A fotonovela surgiu, efetivamente, de uma intuição pessoal de

Domenico Del Duca, um dos proprietários de uma pequena

editora em Milão, a Universo1. Além de editor, Del Duca era

autor de romances populares sentimentais; e em 1935, lançou

um fumetto (história em quadrinhos) de grande sucesso:

"Intrepido". A boa aceitação tanto dos romances sentimentais

quanto da revista em quadrinhos sugeriu a Del Duca que uma

forma híbrida poderia ser igualmente bem aceita. Outra fórmula

bem sucedida, também importante na genealogia das

fotonovelas, foi o folhetim – histórias publicadas em episódios.

Os folhetins italianos eram melodramáticos, contendo apelos

sentimentalistas e antagônicos: a luta do bem contra o mal.

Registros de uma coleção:
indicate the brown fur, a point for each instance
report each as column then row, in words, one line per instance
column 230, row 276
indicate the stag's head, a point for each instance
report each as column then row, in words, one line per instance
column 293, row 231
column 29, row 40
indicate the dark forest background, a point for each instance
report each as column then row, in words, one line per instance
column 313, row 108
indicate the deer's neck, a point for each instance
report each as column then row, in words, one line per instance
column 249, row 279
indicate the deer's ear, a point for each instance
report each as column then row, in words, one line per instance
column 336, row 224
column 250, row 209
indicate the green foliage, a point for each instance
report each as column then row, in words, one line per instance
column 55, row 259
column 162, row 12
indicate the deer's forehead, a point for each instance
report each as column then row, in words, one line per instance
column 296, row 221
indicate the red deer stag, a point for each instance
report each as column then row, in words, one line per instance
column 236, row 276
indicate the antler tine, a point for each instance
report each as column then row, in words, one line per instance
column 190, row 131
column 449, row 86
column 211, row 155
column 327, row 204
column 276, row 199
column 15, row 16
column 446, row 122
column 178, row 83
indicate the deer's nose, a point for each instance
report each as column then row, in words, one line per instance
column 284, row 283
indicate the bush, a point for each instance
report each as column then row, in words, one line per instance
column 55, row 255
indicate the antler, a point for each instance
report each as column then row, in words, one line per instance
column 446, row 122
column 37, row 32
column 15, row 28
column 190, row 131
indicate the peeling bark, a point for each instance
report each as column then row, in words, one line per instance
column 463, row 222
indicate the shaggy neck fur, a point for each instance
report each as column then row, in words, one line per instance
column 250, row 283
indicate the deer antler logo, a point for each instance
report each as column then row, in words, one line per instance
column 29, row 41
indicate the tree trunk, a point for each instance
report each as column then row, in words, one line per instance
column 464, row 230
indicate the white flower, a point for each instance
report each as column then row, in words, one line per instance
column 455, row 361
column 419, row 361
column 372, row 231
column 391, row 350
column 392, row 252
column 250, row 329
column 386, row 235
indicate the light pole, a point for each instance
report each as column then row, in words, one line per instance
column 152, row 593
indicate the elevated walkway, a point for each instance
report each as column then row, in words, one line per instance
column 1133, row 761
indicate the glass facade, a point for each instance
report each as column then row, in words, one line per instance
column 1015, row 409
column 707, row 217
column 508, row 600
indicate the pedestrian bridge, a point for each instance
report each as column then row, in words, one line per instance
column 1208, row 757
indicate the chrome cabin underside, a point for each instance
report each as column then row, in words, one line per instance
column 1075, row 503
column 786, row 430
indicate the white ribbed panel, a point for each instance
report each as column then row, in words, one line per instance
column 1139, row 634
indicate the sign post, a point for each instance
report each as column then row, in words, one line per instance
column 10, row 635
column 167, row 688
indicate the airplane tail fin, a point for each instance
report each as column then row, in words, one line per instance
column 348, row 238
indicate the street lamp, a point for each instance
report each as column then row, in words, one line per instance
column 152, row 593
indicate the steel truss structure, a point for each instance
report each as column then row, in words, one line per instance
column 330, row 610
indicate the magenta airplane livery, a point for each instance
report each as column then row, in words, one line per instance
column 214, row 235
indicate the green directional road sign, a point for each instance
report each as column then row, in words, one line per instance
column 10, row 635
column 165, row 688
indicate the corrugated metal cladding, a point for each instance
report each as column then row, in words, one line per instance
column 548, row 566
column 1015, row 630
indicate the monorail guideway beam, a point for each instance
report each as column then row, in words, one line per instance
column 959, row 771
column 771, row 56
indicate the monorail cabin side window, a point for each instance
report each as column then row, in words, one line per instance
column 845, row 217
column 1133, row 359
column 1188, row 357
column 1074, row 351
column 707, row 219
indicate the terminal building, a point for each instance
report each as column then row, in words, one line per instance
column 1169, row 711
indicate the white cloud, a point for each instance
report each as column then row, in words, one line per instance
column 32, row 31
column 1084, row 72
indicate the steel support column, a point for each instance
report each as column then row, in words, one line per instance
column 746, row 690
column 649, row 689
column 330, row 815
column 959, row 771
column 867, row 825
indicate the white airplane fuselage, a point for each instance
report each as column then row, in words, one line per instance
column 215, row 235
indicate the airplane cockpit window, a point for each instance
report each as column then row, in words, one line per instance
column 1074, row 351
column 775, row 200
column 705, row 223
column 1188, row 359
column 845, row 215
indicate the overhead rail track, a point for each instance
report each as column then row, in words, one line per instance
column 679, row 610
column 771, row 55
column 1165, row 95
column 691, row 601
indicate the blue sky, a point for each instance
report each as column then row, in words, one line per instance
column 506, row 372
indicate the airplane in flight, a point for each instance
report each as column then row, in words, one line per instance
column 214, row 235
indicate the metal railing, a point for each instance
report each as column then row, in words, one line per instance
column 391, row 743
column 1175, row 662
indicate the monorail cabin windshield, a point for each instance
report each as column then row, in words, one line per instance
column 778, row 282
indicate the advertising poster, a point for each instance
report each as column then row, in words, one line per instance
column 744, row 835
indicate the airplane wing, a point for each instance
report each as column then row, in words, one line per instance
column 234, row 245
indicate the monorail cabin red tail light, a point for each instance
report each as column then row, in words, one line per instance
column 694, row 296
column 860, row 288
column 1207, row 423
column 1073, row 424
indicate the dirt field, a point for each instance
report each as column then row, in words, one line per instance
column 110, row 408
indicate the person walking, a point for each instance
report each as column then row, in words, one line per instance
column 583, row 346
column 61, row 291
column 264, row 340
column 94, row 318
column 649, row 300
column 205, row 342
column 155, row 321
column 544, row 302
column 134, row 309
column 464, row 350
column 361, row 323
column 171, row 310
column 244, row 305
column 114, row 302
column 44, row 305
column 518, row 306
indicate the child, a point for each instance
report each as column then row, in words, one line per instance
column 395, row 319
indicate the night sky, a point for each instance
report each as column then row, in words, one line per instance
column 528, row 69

DESAFIO
Responda às seguintes perguntas sobre o texto a respeito da origem da fotonovela:
(a) Em que cidade ficava a pequena editora da qual Domenico Del Duca era um dos proprietários?
(b) Em que ano Del Duca lançou o fumetto "Intrepido"?
(c) Como eram os folhetins italianos, segundo o texto?
Baseie-se somente no texto de leitura.

RESPOSTA ESPERADA
(a) Em Milão.
(b) Em 1935.
(c) Eram melodramáticos e continham apelos sentimentalistas e antagônicos: a luta do bem contra o mal.